— START Provided data —
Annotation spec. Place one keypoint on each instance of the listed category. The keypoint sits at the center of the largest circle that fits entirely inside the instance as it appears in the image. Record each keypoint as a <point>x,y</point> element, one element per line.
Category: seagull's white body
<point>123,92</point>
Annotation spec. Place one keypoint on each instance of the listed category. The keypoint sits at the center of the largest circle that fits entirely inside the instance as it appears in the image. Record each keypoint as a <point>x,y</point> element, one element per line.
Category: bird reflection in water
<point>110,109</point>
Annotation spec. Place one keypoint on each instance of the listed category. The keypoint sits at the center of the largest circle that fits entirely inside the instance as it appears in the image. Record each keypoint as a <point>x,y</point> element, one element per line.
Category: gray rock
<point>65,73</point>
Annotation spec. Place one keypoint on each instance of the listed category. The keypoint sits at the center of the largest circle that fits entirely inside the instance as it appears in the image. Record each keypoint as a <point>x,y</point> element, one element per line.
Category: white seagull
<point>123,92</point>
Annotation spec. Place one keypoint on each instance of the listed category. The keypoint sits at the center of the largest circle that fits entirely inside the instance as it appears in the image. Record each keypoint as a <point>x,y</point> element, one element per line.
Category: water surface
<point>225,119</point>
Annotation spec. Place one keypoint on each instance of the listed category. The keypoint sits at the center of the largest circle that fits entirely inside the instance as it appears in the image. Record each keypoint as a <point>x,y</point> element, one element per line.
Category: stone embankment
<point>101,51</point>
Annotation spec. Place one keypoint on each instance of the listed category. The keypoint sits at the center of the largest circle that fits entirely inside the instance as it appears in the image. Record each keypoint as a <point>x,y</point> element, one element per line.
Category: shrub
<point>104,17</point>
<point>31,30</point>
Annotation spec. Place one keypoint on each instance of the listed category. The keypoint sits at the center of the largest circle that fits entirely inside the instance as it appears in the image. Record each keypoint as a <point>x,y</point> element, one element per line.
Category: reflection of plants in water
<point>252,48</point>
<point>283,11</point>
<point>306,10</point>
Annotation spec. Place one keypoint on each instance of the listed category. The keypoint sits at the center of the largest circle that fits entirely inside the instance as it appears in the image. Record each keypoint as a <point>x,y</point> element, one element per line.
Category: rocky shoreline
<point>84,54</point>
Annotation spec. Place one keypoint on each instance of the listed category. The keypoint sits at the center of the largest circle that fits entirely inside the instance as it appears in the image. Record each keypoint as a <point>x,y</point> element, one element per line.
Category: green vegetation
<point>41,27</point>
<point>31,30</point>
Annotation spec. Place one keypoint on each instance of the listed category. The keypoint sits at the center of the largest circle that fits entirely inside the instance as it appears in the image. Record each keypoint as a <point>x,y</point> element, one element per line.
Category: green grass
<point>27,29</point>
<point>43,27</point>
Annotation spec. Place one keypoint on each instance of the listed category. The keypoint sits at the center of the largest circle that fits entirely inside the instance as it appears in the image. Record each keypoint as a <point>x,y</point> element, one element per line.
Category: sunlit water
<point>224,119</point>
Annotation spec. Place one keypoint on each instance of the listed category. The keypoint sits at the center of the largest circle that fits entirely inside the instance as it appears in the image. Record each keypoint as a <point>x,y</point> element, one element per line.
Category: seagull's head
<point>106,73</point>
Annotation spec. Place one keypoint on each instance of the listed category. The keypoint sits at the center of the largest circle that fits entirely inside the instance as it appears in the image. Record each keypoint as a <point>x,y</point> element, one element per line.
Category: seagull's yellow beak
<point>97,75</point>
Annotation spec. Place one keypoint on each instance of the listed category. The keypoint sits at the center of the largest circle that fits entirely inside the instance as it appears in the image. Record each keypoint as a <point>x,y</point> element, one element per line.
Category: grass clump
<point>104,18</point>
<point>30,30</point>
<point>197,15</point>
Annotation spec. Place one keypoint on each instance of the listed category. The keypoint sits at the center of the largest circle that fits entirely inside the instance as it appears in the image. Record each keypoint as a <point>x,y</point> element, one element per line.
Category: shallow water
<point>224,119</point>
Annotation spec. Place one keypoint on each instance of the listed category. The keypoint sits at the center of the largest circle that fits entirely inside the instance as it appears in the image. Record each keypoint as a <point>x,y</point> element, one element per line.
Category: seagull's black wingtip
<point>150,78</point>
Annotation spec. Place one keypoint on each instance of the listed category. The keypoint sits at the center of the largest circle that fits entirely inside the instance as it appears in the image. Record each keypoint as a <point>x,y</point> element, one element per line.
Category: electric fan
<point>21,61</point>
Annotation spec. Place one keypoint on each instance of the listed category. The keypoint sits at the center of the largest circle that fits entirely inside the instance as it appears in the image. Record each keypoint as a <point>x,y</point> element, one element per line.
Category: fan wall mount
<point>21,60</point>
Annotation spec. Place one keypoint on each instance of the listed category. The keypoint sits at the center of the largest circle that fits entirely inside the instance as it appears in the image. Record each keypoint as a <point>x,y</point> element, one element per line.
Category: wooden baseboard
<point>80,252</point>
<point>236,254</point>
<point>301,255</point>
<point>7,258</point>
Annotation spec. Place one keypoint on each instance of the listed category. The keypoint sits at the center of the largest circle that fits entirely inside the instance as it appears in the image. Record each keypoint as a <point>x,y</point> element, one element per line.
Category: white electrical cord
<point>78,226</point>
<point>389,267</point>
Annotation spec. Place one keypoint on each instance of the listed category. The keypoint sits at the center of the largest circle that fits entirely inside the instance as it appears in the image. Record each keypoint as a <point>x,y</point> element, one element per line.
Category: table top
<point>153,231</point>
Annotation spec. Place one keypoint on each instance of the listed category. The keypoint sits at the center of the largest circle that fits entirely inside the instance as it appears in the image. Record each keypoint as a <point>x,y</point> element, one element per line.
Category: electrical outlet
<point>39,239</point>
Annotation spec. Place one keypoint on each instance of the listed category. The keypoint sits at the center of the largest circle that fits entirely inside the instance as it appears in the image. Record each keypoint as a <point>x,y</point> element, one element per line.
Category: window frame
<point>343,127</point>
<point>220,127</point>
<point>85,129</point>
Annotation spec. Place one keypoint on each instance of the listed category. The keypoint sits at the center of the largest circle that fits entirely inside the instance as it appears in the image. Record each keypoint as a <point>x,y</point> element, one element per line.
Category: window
— END Provided data —
> [What is needed] Copy the material above, line for line.

> [Full response]
Annotation spec. Place one keypoint on each instance of the listed category. The keypoint sits at the center of the largest circle that fits entirely inside the instance as it appears in the image. Record each keypoint as a <point>x,y</point> element, one element per line.
Category: seagull's white body
<point>123,92</point>
Annotation spec. Place one keypoint on each instance of the listed category. The keypoint sits at the center of the largest circle that fits entirely inside the instance as it appears in the image. Record each keypoint as a <point>x,y</point> element, one element per line.
Category: bird reflection in water
<point>110,109</point>
Annotation spec. Place one keypoint on each instance of the listed category. The keypoint sits at the center of the largest circle that fits entirely inside the instance as it appears in the image. Record each keypoint as a <point>x,y</point> element, one element per line.
Category: gray rock
<point>65,73</point>
Annotation spec. Place one keypoint on each instance of the listed category. The keypoint sits at the center of the largest circle that fits entirely inside the instance as it appears in the image. Record each keypoint as a <point>x,y</point> element, one element per line.
Category: white seagull
<point>123,92</point>
Annotation spec. Place one keypoint on each instance of the listed category. The keypoint sits at the center of the largest circle that fits entirely inside the instance as it appears in the image. Record each keypoint as a <point>x,y</point> element, one element per line.
Category: water surface
<point>225,119</point>
Annotation spec. Place one keypoint on each instance of the listed category. The keypoint sits at the center of the largest circle that fits entirely inside the instance as it appears in the image. Record each keypoint as a <point>x,y</point> element, one element per line.
Category: stone embankment
<point>101,51</point>
Annotation spec. Place one keypoint on each instance of the listed category. The keypoint sits at the center of the largest circle that fits entirely inside the instance as it appears in the image. Record each keypoint as a <point>x,y</point> element, one element per line.
Category: shrub
<point>104,17</point>
<point>31,30</point>
Annotation spec. Place one keypoint on each instance of the listed category. The keypoint sits at the center of the largest circle that fits entirely inside the instance as it appears in the image. Record each keypoint as a <point>x,y</point> element, one element per line.
Category: reflection of plants in water
<point>252,48</point>
<point>283,11</point>
<point>306,10</point>
Annotation spec. Place one keypoint on each instance of the listed category. The keypoint sits at the center of the largest circle that fits entirely inside the instance as it appears in the image. Record each keypoint as a <point>x,y</point> element, one element per line.
Category: rocky shoreline
<point>84,54</point>
Annotation spec. Place one keypoint on each instance of the listed category. The keypoint sits at the center of the largest circle that fits entirely inside the instance as it appears in the image. Record each keypoint as a <point>x,y</point> element, one element per line.
Category: green vegetation
<point>41,27</point>
<point>31,30</point>
Annotation spec. Place one keypoint on each instance of the listed category. The keypoint sits at the center of the largest circle that fits entirely inside the instance as it appears in the image. Record each keypoint as a <point>x,y</point> element, one element per line.
Category: green grass
<point>27,29</point>
<point>43,27</point>
Annotation spec. Place one keypoint on each instance of the listed category. The keypoint sits at the center of the largest circle that fits entirely inside the instance as it appears in the image. Record each keypoint as a <point>x,y</point> element, one element per line.
Category: sunlit water
<point>224,119</point>
Annotation spec. Place one keypoint on each instance of the listed category. The keypoint sits at the center of the largest circle that fits entirely inside the instance as it appears in the image. Record each keypoint as a <point>x,y</point> element, one element per line.
Category: seagull's head
<point>106,73</point>
Annotation spec. Place one keypoint on each instance of the listed category. The keypoint sits at the center of the largest circle that fits entirely inside the instance as it appears in the image. Record each keypoint as a <point>x,y</point> element, one element per line.
Category: seagull's yellow beak
<point>97,75</point>
Annotation spec. Place one keypoint on each instance of the listed category. The keypoint sits at the center of the largest circle that fits entirely inside the instance as it appears in the image. Record each keypoint as a <point>x,y</point> element, one element per line.
Category: grass clump
<point>104,18</point>
<point>30,30</point>
<point>197,15</point>
Annotation spec. Place one keypoint on each instance of the listed category. The keypoint sits at the center of the largest circle that fits entirely inside the instance as it appears in the image. Record each keypoint as a <point>x,y</point> element, one element per line.
Category: shallow water
<point>224,119</point>
Annotation spec. Place one keypoint on each instance of the listed category. The keypoint sits at the center of the largest circle that fits entirely inside the instance as it appears in the image. Record each keypoint as a <point>x,y</point> element, one element per line.
Category: seagull's black wingtip
<point>150,78</point>
Annotation spec. Place one keypoint on each instance of the listed category. The keypoint sits at the center of the largest circle that fits entirely inside the instance as it appears in the image. Record each keypoint as a <point>x,y</point> element, one element per line.
Category: electric fan
<point>21,61</point>
Annotation spec. Place one keypoint on each instance of the listed category. The keypoint sits at the center of the largest circle that fits entirely inside the instance as it appears in the image. Record each keypoint as a <point>x,y</point> element, one element per line.
Category: fan wall mount
<point>21,60</point>
Annotation spec. Place one keypoint on each instance of the listed category. The keypoint sits at the center of the largest circle that fits entirely inside the instance as it appears in the image. Record each keypoint as a <point>x,y</point> element, one element per line.
Category: wooden baseboard
<point>80,252</point>
<point>236,254</point>
<point>301,255</point>
<point>7,258</point>
Annotation spec. Place one keypoint on each instance of the listed category. The keypoint sits at the center of the largest circle that fits entirely inside the instance as it appears in the image. Record each keypoint as a <point>x,y</point> element, one element per line.
Category: white electrical cord
<point>78,226</point>
<point>389,267</point>
Annotation spec. Place one keypoint on each instance of the listed category. The keypoint sits at the center of the largest circle that fits entirely inside the instance as it appears in the image. Record each keypoint as a <point>x,y</point> element, one element per line.
Category: table top
<point>153,231</point>
Annotation spec. Place one keypoint on each instance of the listed category. The keypoint sits at the center of the largest circle that fits entirely inside the instance as it appears in the image. Record each keypoint as a <point>x,y</point> element, one element per line.
Category: electrical outlet
<point>39,239</point>
Annotation spec. Place one keypoint on each instance of the listed category. The keypoint sits at the center of the largest circle that fits entirely inside the instance as it appears in the image. Record each keypoint as a <point>x,y</point> element, one element per line.
Category: window frame
<point>343,127</point>
<point>220,127</point>
<point>85,129</point>
Annotation spec. Place one keypoint on each instance of the listed category. The keypoint sits at the center of the largest circle that fits entirely inside the instance as it appears in the image. Record each keypoint as a <point>x,y</point> element, one element per line.
Category: window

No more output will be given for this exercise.